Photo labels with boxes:
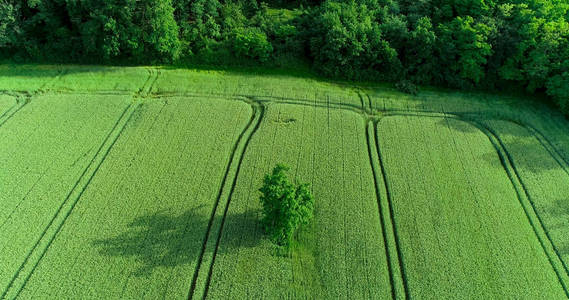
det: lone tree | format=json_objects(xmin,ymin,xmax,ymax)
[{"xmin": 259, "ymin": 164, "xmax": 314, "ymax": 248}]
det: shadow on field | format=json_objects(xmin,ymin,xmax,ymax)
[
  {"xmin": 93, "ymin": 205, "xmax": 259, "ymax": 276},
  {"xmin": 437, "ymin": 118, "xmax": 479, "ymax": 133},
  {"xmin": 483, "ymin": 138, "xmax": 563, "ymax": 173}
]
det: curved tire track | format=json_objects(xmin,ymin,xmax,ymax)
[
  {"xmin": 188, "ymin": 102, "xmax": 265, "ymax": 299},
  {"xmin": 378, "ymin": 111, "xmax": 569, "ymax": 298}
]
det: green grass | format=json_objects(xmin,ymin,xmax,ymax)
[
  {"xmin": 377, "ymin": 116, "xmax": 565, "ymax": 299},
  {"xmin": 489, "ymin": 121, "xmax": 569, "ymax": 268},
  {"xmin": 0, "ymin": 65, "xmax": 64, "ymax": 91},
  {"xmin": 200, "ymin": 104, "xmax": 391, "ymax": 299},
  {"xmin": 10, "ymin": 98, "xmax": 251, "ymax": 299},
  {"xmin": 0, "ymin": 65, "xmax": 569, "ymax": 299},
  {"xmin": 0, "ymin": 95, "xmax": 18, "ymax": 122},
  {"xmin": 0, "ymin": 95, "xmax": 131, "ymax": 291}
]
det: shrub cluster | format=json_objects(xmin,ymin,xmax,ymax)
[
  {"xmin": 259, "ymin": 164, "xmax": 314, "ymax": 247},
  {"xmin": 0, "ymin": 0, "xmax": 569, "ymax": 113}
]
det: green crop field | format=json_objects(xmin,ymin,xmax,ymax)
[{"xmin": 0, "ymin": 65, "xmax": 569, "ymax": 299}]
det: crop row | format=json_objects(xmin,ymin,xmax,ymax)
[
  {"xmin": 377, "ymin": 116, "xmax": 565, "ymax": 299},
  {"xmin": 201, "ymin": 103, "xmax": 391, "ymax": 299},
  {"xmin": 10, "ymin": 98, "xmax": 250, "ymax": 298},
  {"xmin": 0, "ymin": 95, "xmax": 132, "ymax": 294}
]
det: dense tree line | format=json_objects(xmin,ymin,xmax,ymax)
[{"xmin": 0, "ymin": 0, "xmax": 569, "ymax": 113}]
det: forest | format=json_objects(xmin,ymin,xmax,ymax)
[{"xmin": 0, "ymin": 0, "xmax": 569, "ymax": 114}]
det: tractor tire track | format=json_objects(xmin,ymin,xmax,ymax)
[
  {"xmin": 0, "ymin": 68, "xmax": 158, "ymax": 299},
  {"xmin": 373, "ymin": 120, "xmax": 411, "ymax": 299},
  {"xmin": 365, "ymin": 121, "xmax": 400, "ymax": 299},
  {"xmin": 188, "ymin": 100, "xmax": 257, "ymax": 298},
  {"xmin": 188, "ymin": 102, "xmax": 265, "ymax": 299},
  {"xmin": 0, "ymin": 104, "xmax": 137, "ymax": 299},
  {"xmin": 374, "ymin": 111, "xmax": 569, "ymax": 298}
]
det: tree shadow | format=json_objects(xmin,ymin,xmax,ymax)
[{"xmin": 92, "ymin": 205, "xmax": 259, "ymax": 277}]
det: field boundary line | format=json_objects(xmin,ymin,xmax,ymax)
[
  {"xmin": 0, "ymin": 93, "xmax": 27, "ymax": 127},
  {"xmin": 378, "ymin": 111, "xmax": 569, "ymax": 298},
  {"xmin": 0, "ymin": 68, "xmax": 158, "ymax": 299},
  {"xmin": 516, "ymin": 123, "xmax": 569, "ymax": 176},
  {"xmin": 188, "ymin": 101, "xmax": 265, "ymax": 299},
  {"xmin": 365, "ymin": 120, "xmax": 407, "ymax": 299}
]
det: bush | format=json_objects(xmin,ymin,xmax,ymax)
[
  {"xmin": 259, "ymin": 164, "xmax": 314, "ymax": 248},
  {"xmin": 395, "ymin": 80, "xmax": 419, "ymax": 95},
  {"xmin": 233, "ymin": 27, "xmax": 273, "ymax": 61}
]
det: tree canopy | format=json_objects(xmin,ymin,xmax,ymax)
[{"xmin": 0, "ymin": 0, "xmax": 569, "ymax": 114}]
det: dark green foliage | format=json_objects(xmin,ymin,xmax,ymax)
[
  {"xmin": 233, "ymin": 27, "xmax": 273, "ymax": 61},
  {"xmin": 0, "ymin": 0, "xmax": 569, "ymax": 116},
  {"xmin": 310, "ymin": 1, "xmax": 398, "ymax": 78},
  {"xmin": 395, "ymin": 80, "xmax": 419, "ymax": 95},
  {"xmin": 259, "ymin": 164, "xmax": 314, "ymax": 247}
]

:: Exercise goal ::
Strip out the images, then output the records above word for word.

:: Worked answer ::
det: lone tree | format=json_objects(xmin,ymin,xmax,ymax)
[{"xmin": 259, "ymin": 164, "xmax": 314, "ymax": 248}]
det: shadow on field | format=json_objects(xmin,ymin,xmax,ymax)
[
  {"xmin": 93, "ymin": 205, "xmax": 259, "ymax": 276},
  {"xmin": 437, "ymin": 118, "xmax": 479, "ymax": 133},
  {"xmin": 483, "ymin": 138, "xmax": 563, "ymax": 173}
]
det: curved tire track | format=json_objects(xmin,ymin,xmax,ymax)
[
  {"xmin": 188, "ymin": 102, "xmax": 265, "ymax": 299},
  {"xmin": 378, "ymin": 111, "xmax": 569, "ymax": 298}
]
det: green grass | format=json_objects(xmin,ymin,xmax,ymax)
[
  {"xmin": 377, "ymin": 116, "xmax": 565, "ymax": 299},
  {"xmin": 489, "ymin": 121, "xmax": 569, "ymax": 268},
  {"xmin": 0, "ymin": 65, "xmax": 64, "ymax": 91},
  {"xmin": 200, "ymin": 104, "xmax": 391, "ymax": 299},
  {"xmin": 10, "ymin": 98, "xmax": 251, "ymax": 299},
  {"xmin": 0, "ymin": 65, "xmax": 569, "ymax": 299},
  {"xmin": 0, "ymin": 95, "xmax": 18, "ymax": 122},
  {"xmin": 0, "ymin": 95, "xmax": 131, "ymax": 291}
]
det: shrub cluster | format=json_objects(xmin,ymin,xmax,ymax)
[
  {"xmin": 259, "ymin": 164, "xmax": 314, "ymax": 247},
  {"xmin": 0, "ymin": 0, "xmax": 569, "ymax": 113}
]
det: green crop field | format=json_objects(xmin,ymin,xmax,ymax)
[{"xmin": 0, "ymin": 65, "xmax": 569, "ymax": 299}]
det: crop row | format=json_objects(xmin,ymin,xmax,ymax)
[
  {"xmin": 377, "ymin": 116, "xmax": 565, "ymax": 299},
  {"xmin": 201, "ymin": 103, "xmax": 391, "ymax": 299},
  {"xmin": 10, "ymin": 98, "xmax": 250, "ymax": 298},
  {"xmin": 0, "ymin": 95, "xmax": 132, "ymax": 294}
]
det: dense tree line | format=json_objects(xmin,ymin,xmax,ymax)
[{"xmin": 0, "ymin": 0, "xmax": 569, "ymax": 113}]
det: forest | format=json_objects(xmin,ymin,xmax,ymax)
[{"xmin": 0, "ymin": 0, "xmax": 569, "ymax": 114}]
det: tractor tire track | format=json_objects(xmin,ymin,xmax,ymax)
[
  {"xmin": 0, "ymin": 68, "xmax": 158, "ymax": 299},
  {"xmin": 373, "ymin": 120, "xmax": 411, "ymax": 299},
  {"xmin": 365, "ymin": 121, "xmax": 400, "ymax": 299},
  {"xmin": 188, "ymin": 100, "xmax": 257, "ymax": 298},
  {"xmin": 188, "ymin": 102, "xmax": 265, "ymax": 299},
  {"xmin": 0, "ymin": 104, "xmax": 137, "ymax": 299},
  {"xmin": 374, "ymin": 111, "xmax": 569, "ymax": 298}
]
det: tree shadow | format=json_objects(xmin,ymin,xmax,ymax)
[{"xmin": 92, "ymin": 205, "xmax": 259, "ymax": 277}]
det: field boundary line | format=json_objects(xmin,ymin,xmax,ymax)
[
  {"xmin": 0, "ymin": 93, "xmax": 27, "ymax": 127},
  {"xmin": 378, "ymin": 111, "xmax": 569, "ymax": 298},
  {"xmin": 0, "ymin": 68, "xmax": 158, "ymax": 299},
  {"xmin": 516, "ymin": 123, "xmax": 569, "ymax": 176},
  {"xmin": 188, "ymin": 101, "xmax": 265, "ymax": 299},
  {"xmin": 365, "ymin": 120, "xmax": 407, "ymax": 299}
]
det: bush | format=json_objects(xmin,ymin,xmax,ymax)
[
  {"xmin": 259, "ymin": 164, "xmax": 314, "ymax": 248},
  {"xmin": 395, "ymin": 80, "xmax": 419, "ymax": 95},
  {"xmin": 233, "ymin": 27, "xmax": 273, "ymax": 61}
]
det: tree canopy | format=json_objects(xmin,ymin,xmax,ymax)
[{"xmin": 0, "ymin": 0, "xmax": 569, "ymax": 114}]
det: dark green foliage | format=json_objects(xmin,ymin,xmax,ymax)
[
  {"xmin": 233, "ymin": 27, "xmax": 273, "ymax": 61},
  {"xmin": 0, "ymin": 0, "xmax": 569, "ymax": 116},
  {"xmin": 310, "ymin": 1, "xmax": 398, "ymax": 78},
  {"xmin": 395, "ymin": 80, "xmax": 419, "ymax": 95},
  {"xmin": 259, "ymin": 164, "xmax": 314, "ymax": 247}
]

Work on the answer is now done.